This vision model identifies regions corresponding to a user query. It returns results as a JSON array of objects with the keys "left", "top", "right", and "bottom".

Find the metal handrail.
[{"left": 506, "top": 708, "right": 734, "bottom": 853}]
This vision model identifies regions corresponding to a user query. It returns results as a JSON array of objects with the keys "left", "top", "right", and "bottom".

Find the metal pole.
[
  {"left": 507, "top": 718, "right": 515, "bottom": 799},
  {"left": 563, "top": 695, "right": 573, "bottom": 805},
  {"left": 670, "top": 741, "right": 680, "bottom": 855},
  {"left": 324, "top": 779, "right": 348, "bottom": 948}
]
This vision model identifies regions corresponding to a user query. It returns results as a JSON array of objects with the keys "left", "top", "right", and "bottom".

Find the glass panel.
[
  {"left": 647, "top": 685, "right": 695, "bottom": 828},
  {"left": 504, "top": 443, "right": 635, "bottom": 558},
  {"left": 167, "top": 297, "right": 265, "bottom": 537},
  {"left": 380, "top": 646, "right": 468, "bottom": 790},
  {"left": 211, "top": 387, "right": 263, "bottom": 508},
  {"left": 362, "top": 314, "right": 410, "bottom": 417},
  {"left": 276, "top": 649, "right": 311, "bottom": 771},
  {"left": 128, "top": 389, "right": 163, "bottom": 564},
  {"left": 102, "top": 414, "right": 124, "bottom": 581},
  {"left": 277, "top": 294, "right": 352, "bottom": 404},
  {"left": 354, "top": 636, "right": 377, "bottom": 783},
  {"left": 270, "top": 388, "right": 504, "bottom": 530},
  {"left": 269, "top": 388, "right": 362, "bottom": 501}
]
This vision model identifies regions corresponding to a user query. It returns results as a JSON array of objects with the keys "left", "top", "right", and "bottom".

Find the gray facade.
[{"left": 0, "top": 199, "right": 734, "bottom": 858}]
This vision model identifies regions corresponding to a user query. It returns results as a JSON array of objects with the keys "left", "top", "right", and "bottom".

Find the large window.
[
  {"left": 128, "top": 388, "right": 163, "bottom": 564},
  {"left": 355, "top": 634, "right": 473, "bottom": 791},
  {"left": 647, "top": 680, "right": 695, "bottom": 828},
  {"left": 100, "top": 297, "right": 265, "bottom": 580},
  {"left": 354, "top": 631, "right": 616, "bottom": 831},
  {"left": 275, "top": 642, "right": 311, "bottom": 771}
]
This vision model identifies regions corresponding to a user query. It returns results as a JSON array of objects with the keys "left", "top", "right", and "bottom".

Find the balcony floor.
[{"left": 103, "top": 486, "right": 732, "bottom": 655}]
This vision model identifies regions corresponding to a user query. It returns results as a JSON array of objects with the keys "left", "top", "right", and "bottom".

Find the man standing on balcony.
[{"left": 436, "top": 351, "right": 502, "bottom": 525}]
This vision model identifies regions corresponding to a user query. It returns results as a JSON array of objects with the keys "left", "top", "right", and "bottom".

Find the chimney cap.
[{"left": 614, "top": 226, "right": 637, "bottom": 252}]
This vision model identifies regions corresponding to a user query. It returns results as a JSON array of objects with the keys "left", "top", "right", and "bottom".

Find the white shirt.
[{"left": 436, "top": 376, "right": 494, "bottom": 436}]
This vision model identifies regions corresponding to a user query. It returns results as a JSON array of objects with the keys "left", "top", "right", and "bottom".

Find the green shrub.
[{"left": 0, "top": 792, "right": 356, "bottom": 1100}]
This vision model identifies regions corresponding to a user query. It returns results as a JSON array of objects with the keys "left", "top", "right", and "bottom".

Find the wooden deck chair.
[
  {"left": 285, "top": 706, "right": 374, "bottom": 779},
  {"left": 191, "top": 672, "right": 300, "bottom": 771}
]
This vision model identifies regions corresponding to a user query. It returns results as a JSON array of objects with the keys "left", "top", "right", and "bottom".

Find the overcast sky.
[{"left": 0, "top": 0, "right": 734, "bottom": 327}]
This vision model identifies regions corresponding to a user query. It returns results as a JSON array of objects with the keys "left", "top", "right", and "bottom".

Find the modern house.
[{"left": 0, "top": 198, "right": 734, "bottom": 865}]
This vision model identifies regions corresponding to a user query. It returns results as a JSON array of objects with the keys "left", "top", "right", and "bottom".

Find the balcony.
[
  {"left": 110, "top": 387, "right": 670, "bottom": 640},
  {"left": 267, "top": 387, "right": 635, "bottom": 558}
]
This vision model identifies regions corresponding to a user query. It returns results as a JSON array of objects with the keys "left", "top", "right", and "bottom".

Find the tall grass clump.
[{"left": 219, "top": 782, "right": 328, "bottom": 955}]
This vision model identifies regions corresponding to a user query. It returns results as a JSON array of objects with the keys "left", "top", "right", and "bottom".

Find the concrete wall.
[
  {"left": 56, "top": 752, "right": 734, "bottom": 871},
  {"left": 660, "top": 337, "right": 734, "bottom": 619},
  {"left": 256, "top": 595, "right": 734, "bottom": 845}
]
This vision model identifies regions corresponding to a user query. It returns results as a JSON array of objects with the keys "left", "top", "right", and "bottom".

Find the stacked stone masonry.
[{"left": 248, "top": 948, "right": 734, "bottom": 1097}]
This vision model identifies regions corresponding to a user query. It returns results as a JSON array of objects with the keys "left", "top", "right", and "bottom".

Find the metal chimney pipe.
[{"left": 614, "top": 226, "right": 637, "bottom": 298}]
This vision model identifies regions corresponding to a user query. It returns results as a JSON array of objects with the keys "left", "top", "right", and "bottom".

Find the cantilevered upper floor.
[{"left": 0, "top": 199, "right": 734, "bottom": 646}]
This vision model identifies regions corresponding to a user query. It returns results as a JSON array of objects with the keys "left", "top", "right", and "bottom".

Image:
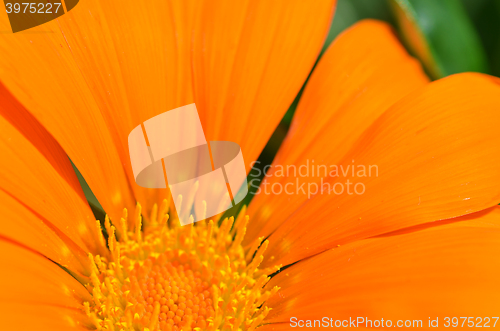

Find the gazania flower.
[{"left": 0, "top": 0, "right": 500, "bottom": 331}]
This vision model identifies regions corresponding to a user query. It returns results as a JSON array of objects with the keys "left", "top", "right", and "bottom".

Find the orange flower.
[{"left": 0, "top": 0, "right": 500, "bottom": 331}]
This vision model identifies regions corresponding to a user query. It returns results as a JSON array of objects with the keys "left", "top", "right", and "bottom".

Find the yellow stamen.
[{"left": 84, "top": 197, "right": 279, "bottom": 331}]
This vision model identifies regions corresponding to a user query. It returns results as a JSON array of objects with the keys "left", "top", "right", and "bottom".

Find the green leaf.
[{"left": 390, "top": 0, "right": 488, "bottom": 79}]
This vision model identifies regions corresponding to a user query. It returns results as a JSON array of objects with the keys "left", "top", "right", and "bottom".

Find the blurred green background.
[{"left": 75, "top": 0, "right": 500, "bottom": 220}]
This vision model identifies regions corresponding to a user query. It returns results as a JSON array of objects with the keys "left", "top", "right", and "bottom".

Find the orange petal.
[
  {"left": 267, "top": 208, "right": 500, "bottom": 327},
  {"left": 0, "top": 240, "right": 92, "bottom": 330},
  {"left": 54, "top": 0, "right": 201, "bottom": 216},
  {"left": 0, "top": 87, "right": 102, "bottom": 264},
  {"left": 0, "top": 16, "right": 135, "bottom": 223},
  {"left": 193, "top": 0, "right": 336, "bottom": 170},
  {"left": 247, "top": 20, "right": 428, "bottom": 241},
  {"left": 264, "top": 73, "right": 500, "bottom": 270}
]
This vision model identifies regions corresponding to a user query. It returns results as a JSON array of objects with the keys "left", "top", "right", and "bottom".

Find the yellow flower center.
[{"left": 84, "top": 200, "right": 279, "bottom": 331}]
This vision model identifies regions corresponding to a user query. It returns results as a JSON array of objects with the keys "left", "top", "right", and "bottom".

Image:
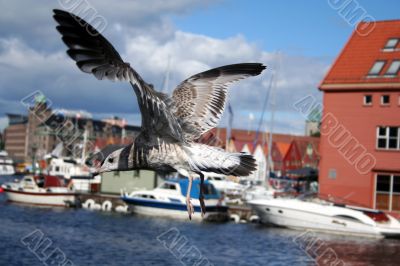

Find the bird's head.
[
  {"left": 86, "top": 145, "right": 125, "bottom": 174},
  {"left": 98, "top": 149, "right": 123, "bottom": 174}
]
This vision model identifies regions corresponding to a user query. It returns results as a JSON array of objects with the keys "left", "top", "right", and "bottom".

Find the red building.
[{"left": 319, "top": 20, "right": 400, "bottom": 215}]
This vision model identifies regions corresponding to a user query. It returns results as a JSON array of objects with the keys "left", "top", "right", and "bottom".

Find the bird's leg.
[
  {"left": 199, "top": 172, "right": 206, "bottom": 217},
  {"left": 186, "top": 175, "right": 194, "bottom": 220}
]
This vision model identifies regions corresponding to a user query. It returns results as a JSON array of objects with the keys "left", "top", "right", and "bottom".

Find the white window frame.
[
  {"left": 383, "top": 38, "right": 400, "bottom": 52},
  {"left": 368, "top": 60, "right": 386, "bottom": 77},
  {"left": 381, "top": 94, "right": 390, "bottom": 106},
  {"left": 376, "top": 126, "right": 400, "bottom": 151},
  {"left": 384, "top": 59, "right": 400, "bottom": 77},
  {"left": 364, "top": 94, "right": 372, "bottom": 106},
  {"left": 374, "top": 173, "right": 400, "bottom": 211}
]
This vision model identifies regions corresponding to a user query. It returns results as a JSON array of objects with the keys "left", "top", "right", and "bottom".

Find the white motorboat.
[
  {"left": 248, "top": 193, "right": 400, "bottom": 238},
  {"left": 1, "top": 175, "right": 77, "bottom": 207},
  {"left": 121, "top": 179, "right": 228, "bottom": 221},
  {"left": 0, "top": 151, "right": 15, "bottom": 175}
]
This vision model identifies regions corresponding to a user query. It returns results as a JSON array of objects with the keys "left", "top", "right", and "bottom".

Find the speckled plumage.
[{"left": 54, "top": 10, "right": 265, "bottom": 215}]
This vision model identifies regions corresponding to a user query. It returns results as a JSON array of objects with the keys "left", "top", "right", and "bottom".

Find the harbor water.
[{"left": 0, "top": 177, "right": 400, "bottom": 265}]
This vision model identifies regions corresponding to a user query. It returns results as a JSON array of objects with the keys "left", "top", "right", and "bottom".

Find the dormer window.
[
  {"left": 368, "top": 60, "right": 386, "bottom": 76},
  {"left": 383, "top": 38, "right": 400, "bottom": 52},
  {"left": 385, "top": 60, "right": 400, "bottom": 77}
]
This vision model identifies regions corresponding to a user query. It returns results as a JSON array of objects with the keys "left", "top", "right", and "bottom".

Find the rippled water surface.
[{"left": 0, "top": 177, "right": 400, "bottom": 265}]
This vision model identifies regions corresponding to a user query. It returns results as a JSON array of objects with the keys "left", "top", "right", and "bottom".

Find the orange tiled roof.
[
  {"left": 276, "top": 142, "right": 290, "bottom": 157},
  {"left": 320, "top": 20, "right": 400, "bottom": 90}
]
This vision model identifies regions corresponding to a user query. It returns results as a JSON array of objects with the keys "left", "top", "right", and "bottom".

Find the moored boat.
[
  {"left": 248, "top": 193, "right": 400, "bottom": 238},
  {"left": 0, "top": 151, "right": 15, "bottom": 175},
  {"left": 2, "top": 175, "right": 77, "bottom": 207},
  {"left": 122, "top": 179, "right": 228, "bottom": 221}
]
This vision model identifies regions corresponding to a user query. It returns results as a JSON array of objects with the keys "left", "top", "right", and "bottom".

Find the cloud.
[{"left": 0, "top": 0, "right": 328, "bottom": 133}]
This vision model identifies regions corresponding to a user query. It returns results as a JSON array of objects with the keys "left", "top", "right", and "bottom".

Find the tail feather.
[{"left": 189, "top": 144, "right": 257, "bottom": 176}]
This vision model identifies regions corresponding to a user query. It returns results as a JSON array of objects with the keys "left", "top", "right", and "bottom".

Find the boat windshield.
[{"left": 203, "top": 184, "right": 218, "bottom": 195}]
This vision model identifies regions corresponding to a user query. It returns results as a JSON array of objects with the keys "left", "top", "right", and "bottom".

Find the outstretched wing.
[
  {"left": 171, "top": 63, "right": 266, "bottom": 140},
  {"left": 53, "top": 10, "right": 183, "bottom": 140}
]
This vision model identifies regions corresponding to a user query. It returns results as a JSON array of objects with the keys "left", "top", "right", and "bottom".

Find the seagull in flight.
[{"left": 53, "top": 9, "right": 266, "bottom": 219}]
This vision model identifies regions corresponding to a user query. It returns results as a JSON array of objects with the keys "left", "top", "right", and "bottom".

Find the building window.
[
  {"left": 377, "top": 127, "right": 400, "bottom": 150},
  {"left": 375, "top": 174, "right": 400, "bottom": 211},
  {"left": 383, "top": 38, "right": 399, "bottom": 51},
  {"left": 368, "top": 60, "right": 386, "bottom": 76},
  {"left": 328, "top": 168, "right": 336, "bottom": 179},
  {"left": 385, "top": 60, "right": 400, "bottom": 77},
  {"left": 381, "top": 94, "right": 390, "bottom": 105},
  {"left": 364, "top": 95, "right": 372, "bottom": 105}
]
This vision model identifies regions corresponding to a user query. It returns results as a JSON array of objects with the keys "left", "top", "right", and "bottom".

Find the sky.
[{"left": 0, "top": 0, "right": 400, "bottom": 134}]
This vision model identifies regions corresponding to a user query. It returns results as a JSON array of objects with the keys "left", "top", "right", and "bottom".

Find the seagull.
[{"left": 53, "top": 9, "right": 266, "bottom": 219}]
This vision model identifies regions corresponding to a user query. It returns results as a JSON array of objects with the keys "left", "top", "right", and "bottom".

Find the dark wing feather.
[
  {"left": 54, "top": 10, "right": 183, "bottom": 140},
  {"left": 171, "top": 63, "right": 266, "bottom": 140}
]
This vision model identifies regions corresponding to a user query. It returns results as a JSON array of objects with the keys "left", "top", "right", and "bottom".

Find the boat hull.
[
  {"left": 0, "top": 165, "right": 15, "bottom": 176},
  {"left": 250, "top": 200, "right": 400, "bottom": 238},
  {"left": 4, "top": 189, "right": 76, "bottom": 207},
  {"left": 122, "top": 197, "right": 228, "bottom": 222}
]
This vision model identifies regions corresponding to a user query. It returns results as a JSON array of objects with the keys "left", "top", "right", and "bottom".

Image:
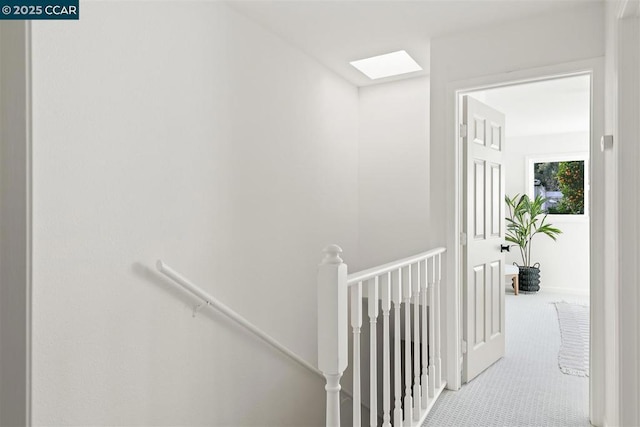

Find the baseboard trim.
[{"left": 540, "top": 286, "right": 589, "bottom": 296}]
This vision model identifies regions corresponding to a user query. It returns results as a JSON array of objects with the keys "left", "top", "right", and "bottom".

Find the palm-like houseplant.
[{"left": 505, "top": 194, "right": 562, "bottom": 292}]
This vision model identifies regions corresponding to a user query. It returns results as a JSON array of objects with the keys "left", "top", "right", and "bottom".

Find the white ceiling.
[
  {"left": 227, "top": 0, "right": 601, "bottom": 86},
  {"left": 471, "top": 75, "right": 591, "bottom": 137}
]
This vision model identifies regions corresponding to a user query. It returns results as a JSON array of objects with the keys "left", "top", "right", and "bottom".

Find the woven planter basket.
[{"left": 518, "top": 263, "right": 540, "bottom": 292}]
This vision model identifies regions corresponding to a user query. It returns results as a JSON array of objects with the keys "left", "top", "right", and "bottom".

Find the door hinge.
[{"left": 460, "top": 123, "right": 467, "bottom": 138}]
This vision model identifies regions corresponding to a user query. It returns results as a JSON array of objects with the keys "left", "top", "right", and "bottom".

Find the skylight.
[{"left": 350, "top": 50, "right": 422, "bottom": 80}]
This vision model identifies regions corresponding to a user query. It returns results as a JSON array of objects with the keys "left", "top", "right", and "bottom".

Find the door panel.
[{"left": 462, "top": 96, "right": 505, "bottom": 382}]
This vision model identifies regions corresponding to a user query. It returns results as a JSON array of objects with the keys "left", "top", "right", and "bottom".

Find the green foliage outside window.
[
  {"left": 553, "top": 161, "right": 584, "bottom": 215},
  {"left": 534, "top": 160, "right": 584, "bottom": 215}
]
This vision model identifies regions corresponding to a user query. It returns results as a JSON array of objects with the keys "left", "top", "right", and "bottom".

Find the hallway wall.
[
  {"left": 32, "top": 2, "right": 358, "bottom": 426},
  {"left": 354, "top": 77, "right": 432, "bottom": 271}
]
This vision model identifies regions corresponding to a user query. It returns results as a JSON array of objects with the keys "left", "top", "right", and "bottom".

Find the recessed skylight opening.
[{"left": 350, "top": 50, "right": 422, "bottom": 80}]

○ ○ ○ ○ ○ ○ ○

WHAT IS BEING ASKED >>
Report every line of the data above that contains the word "metal", treating uppercase and lowercase letters as different.

EXPECTED ANSWER >>
Find the metal handrail.
Find the metal pole.
Find the metal chimney pipe.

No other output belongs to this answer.